Segment Start: TASK INPUTS

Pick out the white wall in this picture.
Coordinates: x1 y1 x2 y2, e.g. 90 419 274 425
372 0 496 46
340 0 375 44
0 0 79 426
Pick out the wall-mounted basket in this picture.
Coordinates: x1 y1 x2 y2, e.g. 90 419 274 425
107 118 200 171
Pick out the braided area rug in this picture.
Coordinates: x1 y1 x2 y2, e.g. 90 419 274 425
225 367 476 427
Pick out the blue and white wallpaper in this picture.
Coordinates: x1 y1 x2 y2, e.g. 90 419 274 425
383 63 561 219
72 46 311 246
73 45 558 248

Segment End: TASK INPUTS
Segment Start: TASK INPUTS

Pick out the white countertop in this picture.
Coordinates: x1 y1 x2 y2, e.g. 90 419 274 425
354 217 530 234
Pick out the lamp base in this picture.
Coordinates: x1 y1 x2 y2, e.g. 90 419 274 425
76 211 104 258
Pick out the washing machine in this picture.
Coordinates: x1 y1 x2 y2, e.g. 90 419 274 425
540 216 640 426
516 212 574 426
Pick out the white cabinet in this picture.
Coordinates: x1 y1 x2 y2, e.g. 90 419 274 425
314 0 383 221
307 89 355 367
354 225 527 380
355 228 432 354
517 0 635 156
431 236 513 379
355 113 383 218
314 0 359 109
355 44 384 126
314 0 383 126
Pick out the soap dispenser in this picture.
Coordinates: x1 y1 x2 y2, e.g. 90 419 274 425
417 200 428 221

Segment End: TASK INPUTS
Segment Start: TASK INPUTS

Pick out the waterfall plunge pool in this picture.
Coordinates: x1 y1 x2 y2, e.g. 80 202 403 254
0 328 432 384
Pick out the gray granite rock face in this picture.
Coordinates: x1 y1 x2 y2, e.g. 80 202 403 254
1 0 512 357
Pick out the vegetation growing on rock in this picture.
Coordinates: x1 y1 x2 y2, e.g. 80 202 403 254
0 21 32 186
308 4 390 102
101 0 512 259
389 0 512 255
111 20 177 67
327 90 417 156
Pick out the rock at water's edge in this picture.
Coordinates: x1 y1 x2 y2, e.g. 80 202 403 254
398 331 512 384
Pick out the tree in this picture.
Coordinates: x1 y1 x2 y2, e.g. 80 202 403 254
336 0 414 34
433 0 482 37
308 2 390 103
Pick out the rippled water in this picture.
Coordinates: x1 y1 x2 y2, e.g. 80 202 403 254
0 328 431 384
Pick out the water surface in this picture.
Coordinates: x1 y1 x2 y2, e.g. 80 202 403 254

Segment End: TASK INPUTS

## REQUIRED WORK
Your answer must consist solely of the lines above between the line holding "Pick out the vegetation" and the line holding "Pick out the tree in this picture.", inclusive, copied exactly.

## TASK RESPONSE
Pick out the vegetation growing on rock in this picture.
Coordinates: x1 y1 x2 y2, e.g. 80 202 403 254
0 21 32 186
308 4 390 102
101 0 512 259
389 0 512 255
111 20 177 67
327 90 417 156
Pick out the rock at water's edge in this picture.
Coordinates: x1 y1 x2 y2, e.g. 80 202 403 254
398 331 512 384
Pick out the tree in this picture.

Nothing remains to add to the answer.